Collected data:

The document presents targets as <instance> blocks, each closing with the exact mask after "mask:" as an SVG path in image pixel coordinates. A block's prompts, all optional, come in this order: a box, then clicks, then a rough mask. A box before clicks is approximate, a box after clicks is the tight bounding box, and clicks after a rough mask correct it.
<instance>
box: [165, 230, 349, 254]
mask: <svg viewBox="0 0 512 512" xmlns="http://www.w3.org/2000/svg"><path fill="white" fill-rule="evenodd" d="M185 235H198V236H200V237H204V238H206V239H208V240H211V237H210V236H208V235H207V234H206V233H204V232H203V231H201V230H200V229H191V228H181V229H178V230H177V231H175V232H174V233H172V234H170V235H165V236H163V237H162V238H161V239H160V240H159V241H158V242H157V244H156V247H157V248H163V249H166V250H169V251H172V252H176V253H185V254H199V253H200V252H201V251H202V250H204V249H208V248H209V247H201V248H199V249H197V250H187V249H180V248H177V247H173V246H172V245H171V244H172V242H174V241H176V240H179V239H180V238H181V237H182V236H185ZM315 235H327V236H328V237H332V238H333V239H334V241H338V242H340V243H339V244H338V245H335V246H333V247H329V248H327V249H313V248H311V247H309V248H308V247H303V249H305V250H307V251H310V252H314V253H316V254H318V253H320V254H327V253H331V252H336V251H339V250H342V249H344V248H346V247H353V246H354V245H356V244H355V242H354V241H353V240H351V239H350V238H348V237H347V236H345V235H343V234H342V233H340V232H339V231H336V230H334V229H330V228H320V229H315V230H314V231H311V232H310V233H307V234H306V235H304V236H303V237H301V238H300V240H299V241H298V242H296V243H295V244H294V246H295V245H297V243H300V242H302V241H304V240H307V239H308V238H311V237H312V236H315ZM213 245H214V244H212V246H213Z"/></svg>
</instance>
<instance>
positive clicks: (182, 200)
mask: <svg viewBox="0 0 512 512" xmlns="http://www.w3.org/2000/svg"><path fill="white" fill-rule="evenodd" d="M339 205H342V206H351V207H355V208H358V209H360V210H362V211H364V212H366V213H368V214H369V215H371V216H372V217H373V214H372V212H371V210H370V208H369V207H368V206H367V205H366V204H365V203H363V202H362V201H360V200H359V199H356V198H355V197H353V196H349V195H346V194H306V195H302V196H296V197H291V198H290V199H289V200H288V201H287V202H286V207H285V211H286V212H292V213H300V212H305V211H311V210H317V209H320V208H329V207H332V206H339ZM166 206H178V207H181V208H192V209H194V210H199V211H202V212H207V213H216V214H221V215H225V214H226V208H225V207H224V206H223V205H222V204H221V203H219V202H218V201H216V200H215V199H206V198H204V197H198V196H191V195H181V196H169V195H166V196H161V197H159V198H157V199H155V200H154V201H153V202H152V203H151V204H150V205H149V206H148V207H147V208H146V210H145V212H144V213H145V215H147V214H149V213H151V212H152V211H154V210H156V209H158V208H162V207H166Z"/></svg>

BRIEF =
Pick out every line of the listing above that contains the string "clicks", and copy each one in full. Case counts.

REPLY TO THE TASK =
The document presents targets as <instance> blocks, each closing with the exact mask after "mask:" as an SVG path in image pixel coordinates. A block's prompts, all optional, come in this order: a box, then clicks, then a rough mask. A box before clicks is approximate, a box after clicks is the tight bounding box, and clicks after a rough mask correct it.
positive clicks: (182, 200)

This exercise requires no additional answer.